===== Data

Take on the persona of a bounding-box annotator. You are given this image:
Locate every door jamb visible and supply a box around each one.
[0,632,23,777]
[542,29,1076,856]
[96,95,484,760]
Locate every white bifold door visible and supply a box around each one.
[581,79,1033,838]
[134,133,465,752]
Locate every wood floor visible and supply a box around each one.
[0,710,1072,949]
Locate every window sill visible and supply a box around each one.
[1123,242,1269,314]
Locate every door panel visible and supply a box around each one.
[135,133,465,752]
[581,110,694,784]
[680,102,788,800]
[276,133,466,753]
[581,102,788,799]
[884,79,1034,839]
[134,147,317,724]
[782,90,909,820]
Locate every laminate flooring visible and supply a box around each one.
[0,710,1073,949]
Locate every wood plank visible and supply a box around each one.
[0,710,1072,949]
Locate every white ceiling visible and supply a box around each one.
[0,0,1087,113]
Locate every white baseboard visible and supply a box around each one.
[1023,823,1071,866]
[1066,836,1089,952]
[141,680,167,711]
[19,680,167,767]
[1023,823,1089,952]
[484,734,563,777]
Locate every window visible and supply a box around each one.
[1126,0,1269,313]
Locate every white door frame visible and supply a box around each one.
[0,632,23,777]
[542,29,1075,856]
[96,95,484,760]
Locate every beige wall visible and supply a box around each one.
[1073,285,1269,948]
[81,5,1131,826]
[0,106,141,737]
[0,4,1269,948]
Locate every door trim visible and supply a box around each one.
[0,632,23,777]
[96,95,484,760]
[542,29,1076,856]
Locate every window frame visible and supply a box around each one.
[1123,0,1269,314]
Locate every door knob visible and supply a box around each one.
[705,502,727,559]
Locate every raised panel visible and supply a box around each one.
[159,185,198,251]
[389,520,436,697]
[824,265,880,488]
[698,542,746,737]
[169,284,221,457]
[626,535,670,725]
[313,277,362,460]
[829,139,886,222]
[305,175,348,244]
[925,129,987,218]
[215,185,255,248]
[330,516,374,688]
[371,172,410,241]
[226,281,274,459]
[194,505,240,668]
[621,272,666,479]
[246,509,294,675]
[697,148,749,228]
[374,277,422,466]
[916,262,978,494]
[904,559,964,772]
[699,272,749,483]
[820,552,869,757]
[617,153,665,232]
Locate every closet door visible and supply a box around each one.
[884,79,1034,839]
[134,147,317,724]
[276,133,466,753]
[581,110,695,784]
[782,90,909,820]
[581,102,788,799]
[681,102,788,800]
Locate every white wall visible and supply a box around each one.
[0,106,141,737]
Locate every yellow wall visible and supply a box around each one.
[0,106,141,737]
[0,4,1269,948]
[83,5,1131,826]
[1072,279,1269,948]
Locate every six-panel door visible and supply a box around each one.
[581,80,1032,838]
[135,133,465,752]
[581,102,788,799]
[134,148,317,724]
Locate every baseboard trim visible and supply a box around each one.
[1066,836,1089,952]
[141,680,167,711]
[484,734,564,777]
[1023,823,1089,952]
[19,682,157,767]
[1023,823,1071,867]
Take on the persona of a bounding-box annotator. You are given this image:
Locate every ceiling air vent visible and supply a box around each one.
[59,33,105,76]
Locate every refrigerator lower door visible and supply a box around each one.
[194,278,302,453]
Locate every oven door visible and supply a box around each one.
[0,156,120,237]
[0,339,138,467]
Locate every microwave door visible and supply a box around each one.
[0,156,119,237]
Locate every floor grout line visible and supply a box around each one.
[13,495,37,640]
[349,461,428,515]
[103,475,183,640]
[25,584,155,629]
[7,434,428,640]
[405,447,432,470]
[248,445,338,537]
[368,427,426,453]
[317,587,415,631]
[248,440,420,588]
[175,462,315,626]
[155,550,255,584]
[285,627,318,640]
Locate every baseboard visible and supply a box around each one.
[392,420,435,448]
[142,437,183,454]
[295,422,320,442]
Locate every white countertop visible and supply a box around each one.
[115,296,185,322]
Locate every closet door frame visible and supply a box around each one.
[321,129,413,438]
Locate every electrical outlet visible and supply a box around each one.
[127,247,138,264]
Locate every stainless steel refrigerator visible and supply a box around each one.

==========

*What is needed*.
Please copy the data verbatim, everything from its first line down to the line containing "[134,133,465,752]", with that line included.

*Complete response*.
Take on the persona of a bounding-box annotator. You are given this image:
Locate every door jamb visible and supply a box around each one.
[0,632,23,777]
[542,29,1076,856]
[96,95,484,760]
Locate every white bifold door visible and supply a box around each one.
[581,79,1033,838]
[134,133,465,752]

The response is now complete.